Stated problem: The listing below should be written out exactly; please include all of it.

[start]

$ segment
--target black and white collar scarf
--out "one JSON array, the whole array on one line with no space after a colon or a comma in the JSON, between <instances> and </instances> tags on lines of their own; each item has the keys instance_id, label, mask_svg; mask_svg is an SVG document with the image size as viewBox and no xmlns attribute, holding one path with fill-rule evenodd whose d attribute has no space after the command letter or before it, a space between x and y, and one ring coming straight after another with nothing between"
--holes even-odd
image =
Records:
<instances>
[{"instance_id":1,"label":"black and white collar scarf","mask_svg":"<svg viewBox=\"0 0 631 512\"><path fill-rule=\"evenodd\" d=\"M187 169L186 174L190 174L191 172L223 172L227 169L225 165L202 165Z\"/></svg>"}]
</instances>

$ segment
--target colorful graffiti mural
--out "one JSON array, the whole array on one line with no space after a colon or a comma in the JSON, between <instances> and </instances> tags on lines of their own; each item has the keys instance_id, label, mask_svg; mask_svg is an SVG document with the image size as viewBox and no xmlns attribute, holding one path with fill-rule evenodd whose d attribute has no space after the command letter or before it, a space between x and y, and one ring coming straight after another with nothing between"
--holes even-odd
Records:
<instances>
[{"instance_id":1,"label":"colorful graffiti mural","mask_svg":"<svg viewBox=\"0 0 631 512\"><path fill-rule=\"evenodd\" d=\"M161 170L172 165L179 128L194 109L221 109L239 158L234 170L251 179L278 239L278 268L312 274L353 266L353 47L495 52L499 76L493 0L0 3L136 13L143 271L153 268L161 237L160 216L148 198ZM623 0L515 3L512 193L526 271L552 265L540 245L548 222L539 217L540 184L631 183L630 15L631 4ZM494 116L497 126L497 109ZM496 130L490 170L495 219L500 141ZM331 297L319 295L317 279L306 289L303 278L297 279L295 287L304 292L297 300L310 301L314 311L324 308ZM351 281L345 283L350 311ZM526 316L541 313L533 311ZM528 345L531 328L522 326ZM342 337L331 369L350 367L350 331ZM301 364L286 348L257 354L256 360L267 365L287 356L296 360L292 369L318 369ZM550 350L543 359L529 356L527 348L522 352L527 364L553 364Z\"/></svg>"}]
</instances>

[end]

Complete output:
$ segment
--target black and white collar scarf
--out "one JSON array, the whole array on one line with no space after a colon or a comma in the JSON, between <instances> and </instances> tags on lines of their own; each item has the keys instance_id, label, mask_svg; mask_svg is an SVG document with the image size as viewBox and no xmlns attribute, holding one path with fill-rule evenodd whose d attribute has no space after the command letter or before it, a space between x and y, and one ring coming straight after another with nothing between"
--holes even-odd
image =
Records:
<instances>
[{"instance_id":1,"label":"black and white collar scarf","mask_svg":"<svg viewBox=\"0 0 631 512\"><path fill-rule=\"evenodd\" d=\"M187 169L186 174L190 174L191 172L223 172L227 169L225 165L202 165Z\"/></svg>"}]
</instances>

$ segment
--target colorful graffiti mural
--out "one JSON array, the whole array on one line with no space after a colon or a comma in the JSON, between <instances> and </instances> tags on lines of their own; each item has the keys instance_id, label, mask_svg; mask_svg is an SVG document with the image size as viewBox and no xmlns attribute, holding one path with fill-rule evenodd whose d attribute has no space after the command letter or before it, a space between x and y, and one ring coming straight after another with nothing between"
--holes even-odd
Records:
<instances>
[{"instance_id":1,"label":"colorful graffiti mural","mask_svg":"<svg viewBox=\"0 0 631 512\"><path fill-rule=\"evenodd\" d=\"M161 170L172 165L179 128L194 109L221 109L239 158L234 170L251 179L278 239L278 268L312 274L353 266L353 47L495 52L499 76L493 0L0 3L136 13L143 271L153 268L161 237L160 216L148 198ZM623 0L515 3L512 193L526 271L552 265L540 245L548 222L539 217L540 184L631 183L630 15L631 4ZM494 116L497 126L497 109ZM496 130L490 170L495 219L500 141ZM331 297L319 295L317 279L306 289L303 278L297 279L295 287L304 292L297 300L310 301L314 311L324 308ZM351 281L345 283L350 311ZM526 316L541 313L533 311ZM528 345L531 328L522 326ZM342 337L331 369L350 367L350 331ZM301 364L286 348L257 354L256 360L267 365L287 356L296 360L292 369L318 369ZM550 350L543 359L529 356L527 348L522 352L527 364L553 364Z\"/></svg>"}]
</instances>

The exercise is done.